▶ What needs to be done
Copy the passage from the field-trip account word for word, from "Brett had good" to "were well rewarded.".

▶ Source text
════════════════════

Communicating with survival-level Melanesian Pidgin—and aided by a young villager’s broken English—I soon assembled a crew of porters to help carry my equipment and two weeks of food higher into the mountains. The hike started with a steep scramble down into a gorge and across the raging Uruwa River on a rickety bamboo bridge. Next came a 4,000-foot climb up the other side of the valley. By the time we reached the ridgetops, we had entered a magnificent cloud forest where every surface seemed to be dripping with moss. From there, we dropped down into a smaller river valley and back up before reaching a campsite at about 8,500 feet. There I met Brett Benz, an ornithologist from the University of Kansas who studies bowerbirds. He had arrived a week before and was camped with local field assistants.
Brett had good news. In fruiting trees near the camp, he’d been seeing many Huon astrapias—one of the bird species I was looking for—and had possibly found a tree where the birds display. For the next week, capturing images of this remarkable creature became my primary task, and my efforts were well rewarded.
As for the other two species—Wahnes’ parotia and the emperor bird of paradise—the birds eluded me on that first trip to the Huon. With help from villagers, I at least spotted emperor birds of paradise, but my timing was off: Because the breeding season was over, the males had lost their plumes. Several months later, I did successfully capture both species with my camera when I returned with Edwin Scholes of the Cornell Lab of Ornithology, one of the world’s leading field researchers on birds of paradise.
My luck with tree kangaroos was better. About a week into my first trip, Victor, a tracker for the Tree Kangaroo Conservation Program, arrived at our camp and offered to take me out the next day to search for the animals. My chance of spotting one of these very rare creatures on my own was basically nil, so I accepted the invitation. Because Victor Eki and the research team had captured and radio-collared several kangaroos earlier in the season, he would be able to use the animals’ signals to find them.

════════════════════

▶ Provided data

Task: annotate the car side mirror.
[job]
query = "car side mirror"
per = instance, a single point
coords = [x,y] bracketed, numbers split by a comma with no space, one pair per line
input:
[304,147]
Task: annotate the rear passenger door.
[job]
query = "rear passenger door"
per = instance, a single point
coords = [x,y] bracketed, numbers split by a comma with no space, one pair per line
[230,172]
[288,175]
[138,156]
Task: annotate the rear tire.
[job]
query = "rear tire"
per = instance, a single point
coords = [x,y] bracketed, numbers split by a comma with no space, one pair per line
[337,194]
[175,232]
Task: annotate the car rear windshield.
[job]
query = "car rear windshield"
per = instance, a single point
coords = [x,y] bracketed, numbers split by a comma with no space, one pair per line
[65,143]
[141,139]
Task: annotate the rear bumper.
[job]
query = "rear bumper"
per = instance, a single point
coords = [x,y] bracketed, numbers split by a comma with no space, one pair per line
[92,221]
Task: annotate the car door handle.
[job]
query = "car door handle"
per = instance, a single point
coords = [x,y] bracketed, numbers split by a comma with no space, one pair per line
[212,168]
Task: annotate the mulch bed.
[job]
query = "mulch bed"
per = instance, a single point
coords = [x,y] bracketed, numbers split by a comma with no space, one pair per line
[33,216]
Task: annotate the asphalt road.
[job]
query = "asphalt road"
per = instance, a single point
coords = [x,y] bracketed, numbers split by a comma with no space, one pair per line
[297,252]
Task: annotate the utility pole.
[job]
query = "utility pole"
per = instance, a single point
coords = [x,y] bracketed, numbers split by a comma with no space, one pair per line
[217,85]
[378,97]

════════════════════

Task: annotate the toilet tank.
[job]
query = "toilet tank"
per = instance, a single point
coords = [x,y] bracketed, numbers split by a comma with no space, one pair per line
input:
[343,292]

════════════════════

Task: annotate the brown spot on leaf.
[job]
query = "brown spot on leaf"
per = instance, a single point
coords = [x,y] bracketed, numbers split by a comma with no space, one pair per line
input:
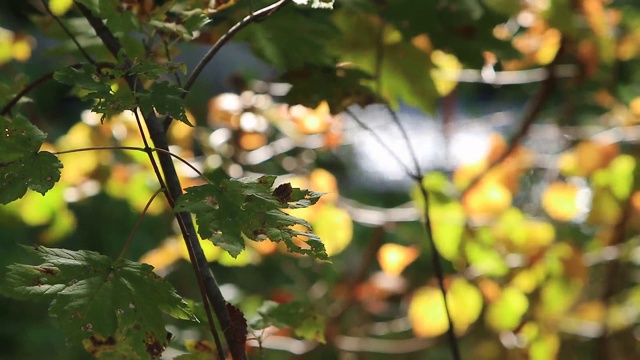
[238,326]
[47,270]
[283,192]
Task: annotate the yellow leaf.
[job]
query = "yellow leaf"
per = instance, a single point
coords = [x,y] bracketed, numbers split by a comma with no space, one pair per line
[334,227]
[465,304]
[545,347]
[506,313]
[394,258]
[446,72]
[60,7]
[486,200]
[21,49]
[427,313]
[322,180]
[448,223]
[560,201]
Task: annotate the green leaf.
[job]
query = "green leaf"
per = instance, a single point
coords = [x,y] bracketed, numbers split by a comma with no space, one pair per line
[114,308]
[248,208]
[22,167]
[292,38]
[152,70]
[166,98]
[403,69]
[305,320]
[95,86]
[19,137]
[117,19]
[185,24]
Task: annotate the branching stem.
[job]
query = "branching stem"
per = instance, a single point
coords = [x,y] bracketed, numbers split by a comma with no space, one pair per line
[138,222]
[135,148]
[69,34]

════════════════════

▶ Correct result
Brett had good news. In fruiting trees near the camp, he’d been seeing many Huon astrapias—one of the bird species I was looking for—and had possibly found a tree where the birds display. For the next week, capturing images of this remarkable creature became my primary task, and my efforts were well rewarded.